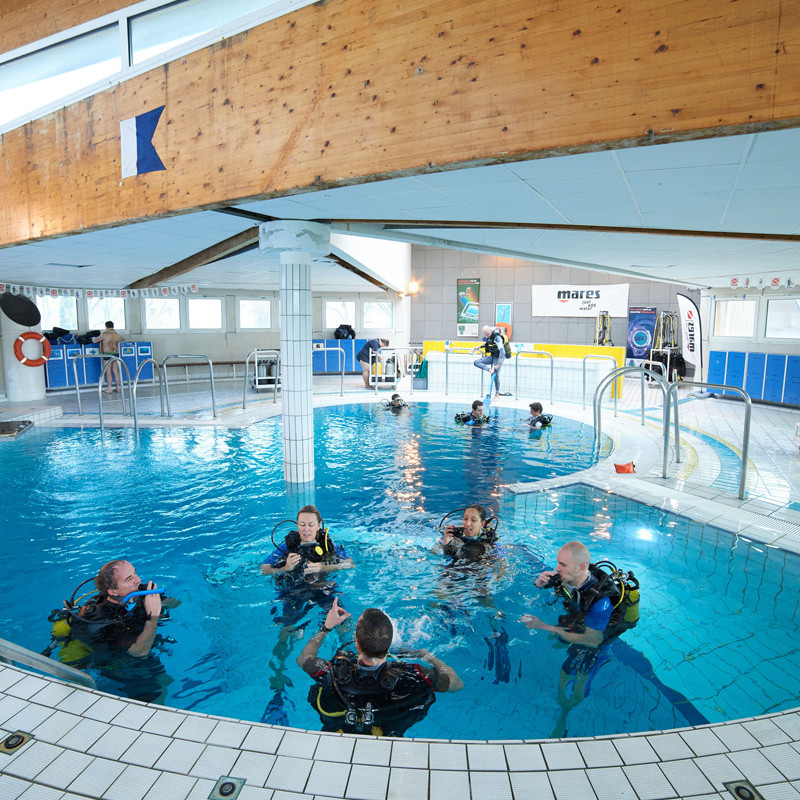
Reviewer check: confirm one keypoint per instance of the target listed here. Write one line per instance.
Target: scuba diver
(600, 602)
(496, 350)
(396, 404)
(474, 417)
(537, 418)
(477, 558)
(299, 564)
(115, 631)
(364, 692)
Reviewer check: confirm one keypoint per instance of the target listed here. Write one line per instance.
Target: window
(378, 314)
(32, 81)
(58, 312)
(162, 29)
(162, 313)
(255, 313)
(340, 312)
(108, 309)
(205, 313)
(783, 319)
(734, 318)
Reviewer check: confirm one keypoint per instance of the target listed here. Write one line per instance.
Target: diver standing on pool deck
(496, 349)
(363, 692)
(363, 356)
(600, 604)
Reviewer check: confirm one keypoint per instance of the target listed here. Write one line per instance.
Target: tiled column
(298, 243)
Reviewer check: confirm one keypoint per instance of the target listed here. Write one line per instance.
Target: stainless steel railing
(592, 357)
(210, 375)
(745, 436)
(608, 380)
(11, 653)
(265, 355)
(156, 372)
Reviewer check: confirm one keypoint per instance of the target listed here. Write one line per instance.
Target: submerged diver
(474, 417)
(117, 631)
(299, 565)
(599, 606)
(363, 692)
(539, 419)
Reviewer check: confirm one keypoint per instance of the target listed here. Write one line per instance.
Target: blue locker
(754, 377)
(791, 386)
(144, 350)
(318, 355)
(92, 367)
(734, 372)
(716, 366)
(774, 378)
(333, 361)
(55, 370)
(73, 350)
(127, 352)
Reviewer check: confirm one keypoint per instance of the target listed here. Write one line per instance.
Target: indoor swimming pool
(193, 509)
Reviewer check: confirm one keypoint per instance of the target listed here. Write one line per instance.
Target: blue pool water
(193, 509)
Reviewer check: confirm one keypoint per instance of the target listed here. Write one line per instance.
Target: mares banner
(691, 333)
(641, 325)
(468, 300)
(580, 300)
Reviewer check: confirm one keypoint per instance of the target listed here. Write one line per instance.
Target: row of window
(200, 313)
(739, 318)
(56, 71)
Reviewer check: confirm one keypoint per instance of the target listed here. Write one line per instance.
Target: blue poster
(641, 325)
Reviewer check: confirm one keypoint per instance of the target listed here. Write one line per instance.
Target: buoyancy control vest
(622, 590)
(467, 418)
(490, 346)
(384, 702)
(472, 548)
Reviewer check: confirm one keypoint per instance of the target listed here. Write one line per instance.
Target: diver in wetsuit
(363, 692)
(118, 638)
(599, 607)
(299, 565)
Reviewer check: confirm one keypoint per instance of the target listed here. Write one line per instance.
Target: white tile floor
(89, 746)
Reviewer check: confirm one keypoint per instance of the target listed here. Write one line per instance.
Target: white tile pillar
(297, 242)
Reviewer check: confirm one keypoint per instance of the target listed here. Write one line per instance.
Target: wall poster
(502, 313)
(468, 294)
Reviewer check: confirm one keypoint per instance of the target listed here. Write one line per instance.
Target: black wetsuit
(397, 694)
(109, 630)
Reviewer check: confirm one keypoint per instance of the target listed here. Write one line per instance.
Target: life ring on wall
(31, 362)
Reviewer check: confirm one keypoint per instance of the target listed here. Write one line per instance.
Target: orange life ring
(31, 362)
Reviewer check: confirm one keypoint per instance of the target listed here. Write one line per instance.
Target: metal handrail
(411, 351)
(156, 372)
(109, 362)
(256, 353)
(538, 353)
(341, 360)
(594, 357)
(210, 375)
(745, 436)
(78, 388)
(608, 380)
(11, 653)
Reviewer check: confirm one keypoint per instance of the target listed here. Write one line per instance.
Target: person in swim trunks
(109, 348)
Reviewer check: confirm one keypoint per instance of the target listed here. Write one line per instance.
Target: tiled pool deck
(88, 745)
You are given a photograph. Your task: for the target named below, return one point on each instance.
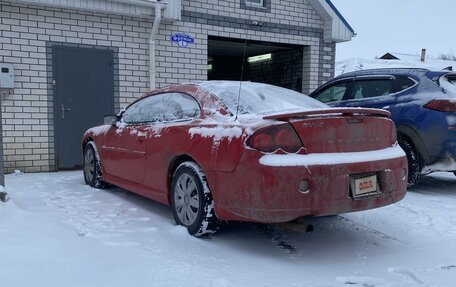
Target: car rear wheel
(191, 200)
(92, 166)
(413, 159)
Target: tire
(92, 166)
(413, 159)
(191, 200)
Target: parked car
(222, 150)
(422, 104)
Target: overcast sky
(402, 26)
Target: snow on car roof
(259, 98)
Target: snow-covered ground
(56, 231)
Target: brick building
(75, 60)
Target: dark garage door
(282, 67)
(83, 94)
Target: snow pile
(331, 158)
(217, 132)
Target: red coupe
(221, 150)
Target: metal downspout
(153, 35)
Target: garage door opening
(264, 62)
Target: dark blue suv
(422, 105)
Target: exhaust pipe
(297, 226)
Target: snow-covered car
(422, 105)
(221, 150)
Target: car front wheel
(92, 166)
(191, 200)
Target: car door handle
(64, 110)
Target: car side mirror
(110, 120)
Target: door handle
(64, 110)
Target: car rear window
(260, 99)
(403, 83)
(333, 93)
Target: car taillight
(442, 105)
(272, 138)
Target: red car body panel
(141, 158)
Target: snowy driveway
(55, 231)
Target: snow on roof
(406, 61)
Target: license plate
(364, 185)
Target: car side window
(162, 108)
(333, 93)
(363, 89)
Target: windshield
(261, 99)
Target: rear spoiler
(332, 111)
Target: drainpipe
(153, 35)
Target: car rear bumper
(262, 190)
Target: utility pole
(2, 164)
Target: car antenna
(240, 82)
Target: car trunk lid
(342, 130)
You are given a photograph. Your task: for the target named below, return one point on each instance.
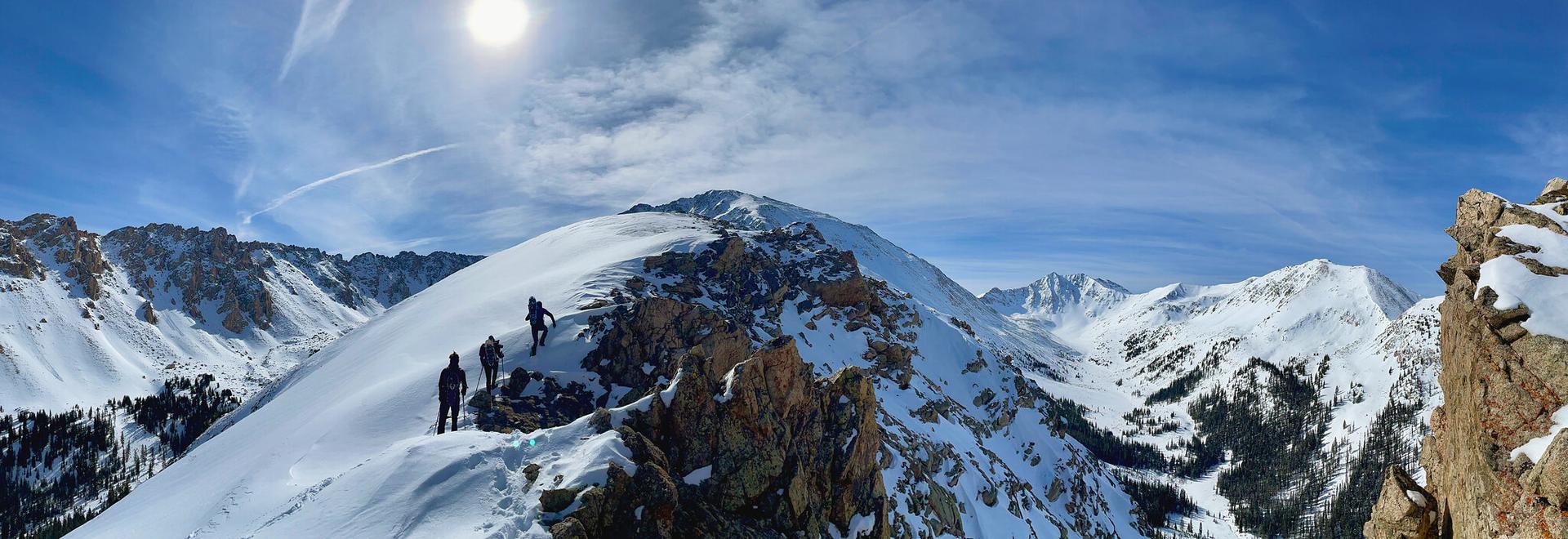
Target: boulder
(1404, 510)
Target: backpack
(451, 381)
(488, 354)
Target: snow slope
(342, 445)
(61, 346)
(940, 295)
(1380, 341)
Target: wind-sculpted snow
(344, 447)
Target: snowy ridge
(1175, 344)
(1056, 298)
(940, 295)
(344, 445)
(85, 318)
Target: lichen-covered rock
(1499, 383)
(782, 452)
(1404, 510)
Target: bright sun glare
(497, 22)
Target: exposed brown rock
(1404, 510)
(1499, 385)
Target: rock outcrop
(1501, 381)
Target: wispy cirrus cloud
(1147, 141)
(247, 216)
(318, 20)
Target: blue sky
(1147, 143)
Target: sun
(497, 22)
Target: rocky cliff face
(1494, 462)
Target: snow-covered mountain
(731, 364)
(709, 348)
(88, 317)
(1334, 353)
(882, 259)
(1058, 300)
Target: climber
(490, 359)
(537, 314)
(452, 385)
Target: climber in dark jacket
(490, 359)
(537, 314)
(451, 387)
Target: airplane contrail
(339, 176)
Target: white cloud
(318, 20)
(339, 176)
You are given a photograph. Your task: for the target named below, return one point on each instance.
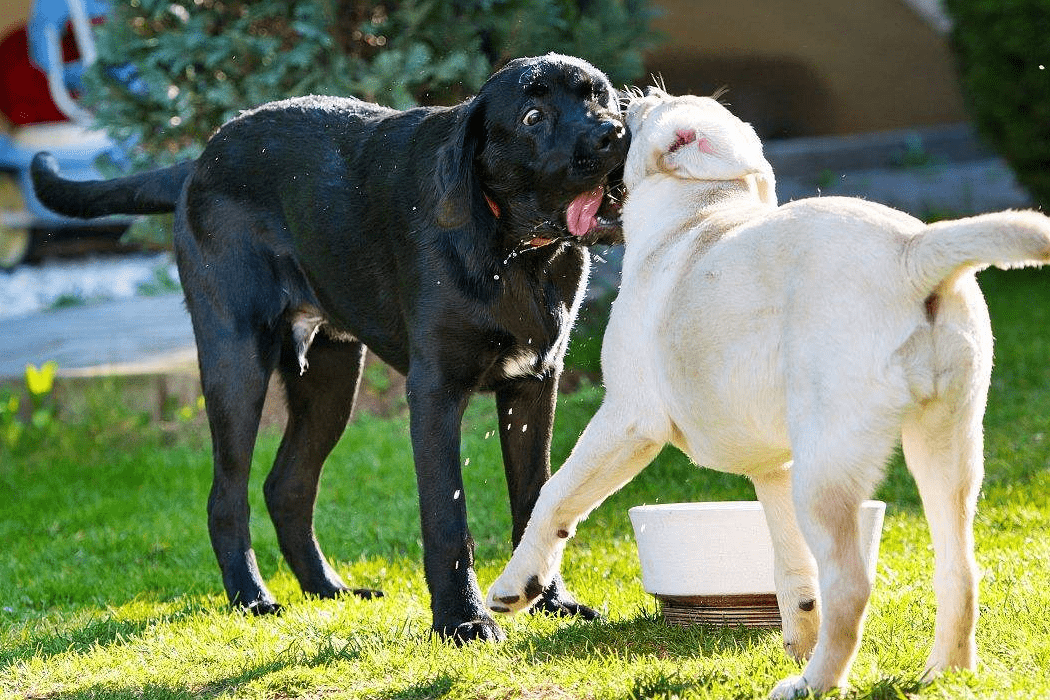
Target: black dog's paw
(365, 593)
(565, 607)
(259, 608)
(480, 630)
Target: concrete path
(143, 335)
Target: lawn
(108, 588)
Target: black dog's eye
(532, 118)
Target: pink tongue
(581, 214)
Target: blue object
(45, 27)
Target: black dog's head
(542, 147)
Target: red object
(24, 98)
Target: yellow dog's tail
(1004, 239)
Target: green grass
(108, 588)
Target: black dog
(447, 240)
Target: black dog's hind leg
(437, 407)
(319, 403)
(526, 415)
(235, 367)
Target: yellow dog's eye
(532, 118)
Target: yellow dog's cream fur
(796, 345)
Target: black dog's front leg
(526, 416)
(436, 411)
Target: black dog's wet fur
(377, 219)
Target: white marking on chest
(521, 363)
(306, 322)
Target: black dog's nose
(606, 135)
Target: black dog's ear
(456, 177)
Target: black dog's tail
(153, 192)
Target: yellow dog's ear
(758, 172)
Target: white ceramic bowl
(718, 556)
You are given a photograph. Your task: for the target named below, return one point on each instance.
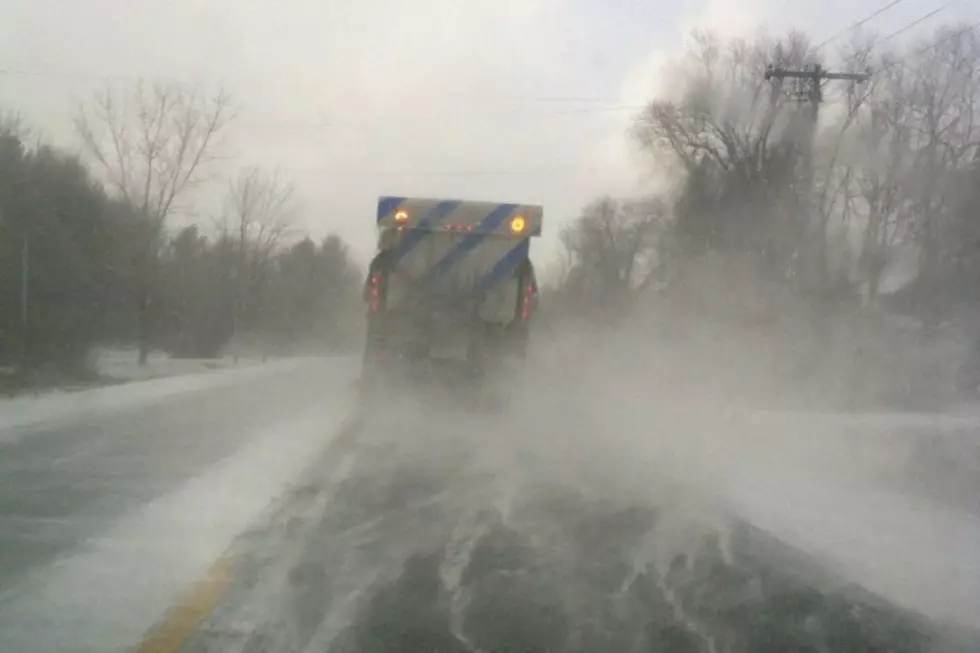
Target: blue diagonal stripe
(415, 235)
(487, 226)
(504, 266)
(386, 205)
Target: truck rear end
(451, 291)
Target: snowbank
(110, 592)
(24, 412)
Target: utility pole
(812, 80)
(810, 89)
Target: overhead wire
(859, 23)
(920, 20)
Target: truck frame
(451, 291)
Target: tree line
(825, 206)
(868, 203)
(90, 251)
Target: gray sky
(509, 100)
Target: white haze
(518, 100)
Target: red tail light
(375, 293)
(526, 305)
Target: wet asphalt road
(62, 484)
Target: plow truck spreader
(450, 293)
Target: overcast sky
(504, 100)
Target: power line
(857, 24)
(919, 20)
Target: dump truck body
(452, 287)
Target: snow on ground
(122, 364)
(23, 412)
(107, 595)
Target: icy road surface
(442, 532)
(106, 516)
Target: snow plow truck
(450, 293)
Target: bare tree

→ **What you are asked to do**
Give back, word for word, the lines from the line that contains "Target: concrete path" through the last line of the records, with no pictures and nothing else.

→ **Written answer**
Target: concrete path
(143, 335)
Target: lawn
(108, 588)
Target: black dog's eye
(532, 118)
Target: pink tongue
(581, 214)
Target: blue object
(45, 27)
Target: black dog's head
(542, 147)
Target: red object
(24, 98)
Target: yellow dog's tail
(1004, 239)
Target: green grass
(108, 588)
Target: black dog
(447, 240)
Target: black dog's hind leg
(437, 407)
(319, 403)
(526, 415)
(235, 367)
Target: yellow dog's eye
(532, 118)
Target: yellow dog's cream fur
(796, 345)
Target: black dog's front leg
(526, 416)
(436, 411)
Target: black dog's wet fur
(377, 219)
Target: white marking on chest
(521, 363)
(306, 322)
Target: black dog's nose
(606, 135)
Target: black dog's ear
(456, 177)
Target: black dog's tail
(153, 192)
Target: yellow dog's ear
(758, 172)
Target: white ceramic bowl
(718, 556)
You are given a photograph. Your task: for the target named below, return one point on each instance.
Target: blue diagonal stripe
(415, 235)
(487, 226)
(504, 266)
(386, 205)
Target: truck rear end
(451, 291)
Target: snowbank
(110, 592)
(24, 412)
Target: utility pole
(812, 80)
(810, 89)
Target: overhead wire
(859, 23)
(920, 20)
Target: truck frame
(451, 291)
Target: tree line
(825, 206)
(868, 203)
(90, 251)
Target: gray sky
(509, 100)
Target: white haze
(518, 100)
Target: red tail light
(375, 293)
(526, 305)
Target: wet asphalt road
(62, 484)
Target: plow truck spreader
(450, 293)
Target: overcast sky
(504, 100)
Target: power line
(857, 24)
(919, 20)
Target: dump truck body
(452, 287)
Target: snow on ground
(122, 364)
(23, 412)
(107, 595)
Target: icy road surface
(442, 532)
(106, 516)
Target: snow plow truck
(450, 293)
Target: bare tree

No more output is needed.